# WORK TO DO:
Print the entries without any changes, beginning at their first line and ending with the line that contains "[(364, 335)]".

# RECORDS PROVIDED:
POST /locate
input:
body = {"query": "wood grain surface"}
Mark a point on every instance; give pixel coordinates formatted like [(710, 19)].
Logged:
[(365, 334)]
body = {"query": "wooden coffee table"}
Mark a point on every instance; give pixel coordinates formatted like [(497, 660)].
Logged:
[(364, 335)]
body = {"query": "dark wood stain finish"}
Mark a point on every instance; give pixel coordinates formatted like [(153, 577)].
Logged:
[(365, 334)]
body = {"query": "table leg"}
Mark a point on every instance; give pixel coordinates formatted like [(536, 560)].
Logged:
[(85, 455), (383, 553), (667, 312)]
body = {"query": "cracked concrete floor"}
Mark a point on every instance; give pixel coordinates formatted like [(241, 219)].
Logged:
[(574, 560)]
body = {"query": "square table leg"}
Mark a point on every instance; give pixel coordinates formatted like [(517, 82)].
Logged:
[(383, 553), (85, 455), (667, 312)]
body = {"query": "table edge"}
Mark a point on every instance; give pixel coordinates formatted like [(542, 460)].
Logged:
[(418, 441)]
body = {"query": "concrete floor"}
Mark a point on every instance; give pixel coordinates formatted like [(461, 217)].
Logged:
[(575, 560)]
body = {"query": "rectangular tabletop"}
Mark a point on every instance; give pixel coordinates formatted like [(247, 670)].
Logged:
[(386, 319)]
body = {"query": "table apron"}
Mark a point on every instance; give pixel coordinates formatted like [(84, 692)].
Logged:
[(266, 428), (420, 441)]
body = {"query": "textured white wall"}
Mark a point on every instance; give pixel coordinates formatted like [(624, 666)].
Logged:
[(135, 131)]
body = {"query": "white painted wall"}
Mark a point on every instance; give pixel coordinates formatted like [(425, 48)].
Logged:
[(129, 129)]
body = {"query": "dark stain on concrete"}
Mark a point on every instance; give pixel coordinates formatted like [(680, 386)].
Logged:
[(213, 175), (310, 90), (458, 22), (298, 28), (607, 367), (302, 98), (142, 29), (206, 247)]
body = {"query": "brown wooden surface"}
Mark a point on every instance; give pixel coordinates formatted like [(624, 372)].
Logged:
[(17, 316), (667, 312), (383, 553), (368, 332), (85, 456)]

# RESULT OF THE TASK:
POST /locate
input:
body = {"query": "wood grain surface"}
Mark a point on every instance; give pixel coordinates formatted like [(710, 19)].
Logged:
[(365, 334)]
body = {"query": "wooden coffee table"}
Mark a point on every instance; give pixel coordinates formatted like [(497, 660)].
Logged:
[(364, 335)]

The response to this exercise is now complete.